Exercise
Rewrite the listing below as a JSON array of strings, with one string per line and no blank lines. Leave the pictures out.

Extracted information
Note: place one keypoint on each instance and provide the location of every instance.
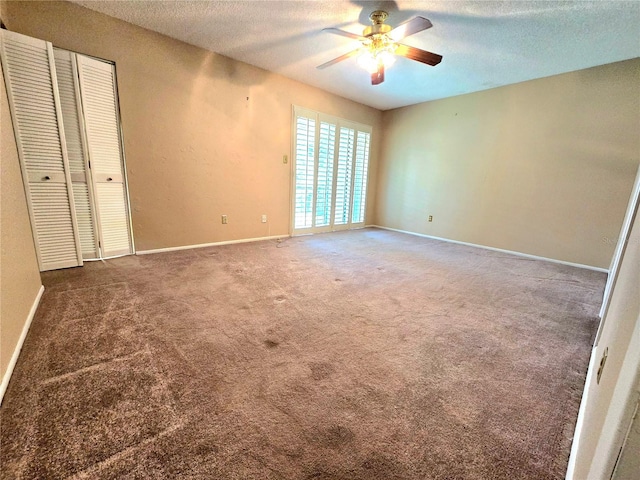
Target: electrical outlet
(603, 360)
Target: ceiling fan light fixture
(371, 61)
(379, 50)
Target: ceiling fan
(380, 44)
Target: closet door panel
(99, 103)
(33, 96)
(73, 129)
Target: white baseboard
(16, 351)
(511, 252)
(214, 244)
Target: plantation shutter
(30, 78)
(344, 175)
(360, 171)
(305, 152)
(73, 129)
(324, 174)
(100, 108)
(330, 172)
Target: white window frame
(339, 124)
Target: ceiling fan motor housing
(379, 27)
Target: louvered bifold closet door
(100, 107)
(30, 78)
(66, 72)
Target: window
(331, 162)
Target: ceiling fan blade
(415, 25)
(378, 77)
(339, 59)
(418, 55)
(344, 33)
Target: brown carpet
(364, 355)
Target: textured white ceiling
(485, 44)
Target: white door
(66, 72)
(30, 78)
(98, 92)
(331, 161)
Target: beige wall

Problem solution
[
  "Note: place one keypoint on each instance and provide the location of every instance.",
  "Target: electrical outlet",
  "(603, 360)",
  "Target: ceiling fan light fixture",
  "(371, 61)",
  "(379, 50)",
  "Target: ceiling fan",
  "(380, 44)",
  "Target: closet door panel",
  "(99, 103)",
  "(33, 96)",
  "(73, 129)",
  "Target: white baseboard",
  "(16, 351)",
  "(511, 252)",
  "(214, 244)",
  "Target: plantation shutter",
  "(30, 78)",
  "(344, 175)",
  "(360, 171)",
  "(305, 152)",
  "(73, 129)",
  "(324, 174)",
  "(100, 108)",
  "(330, 172)",
  "Target: white window frame",
  "(339, 124)",
  "Target: ceiling fan motor housing",
  "(379, 27)",
  "Target: louvered bifold closet door",
  "(100, 107)",
  "(30, 78)",
  "(66, 72)",
  "Target: window",
  "(331, 162)",
  "Target: ceiling fan blade",
  "(415, 25)",
  "(378, 77)",
  "(339, 59)",
  "(418, 55)",
  "(344, 33)",
  "Target: brown carpet",
  "(364, 355)",
  "Target: textured white ceiling",
  "(485, 44)",
  "Target: white door",
  "(66, 72)",
  "(30, 78)",
  "(98, 92)",
  "(331, 161)",
  "Target: beige wall"
]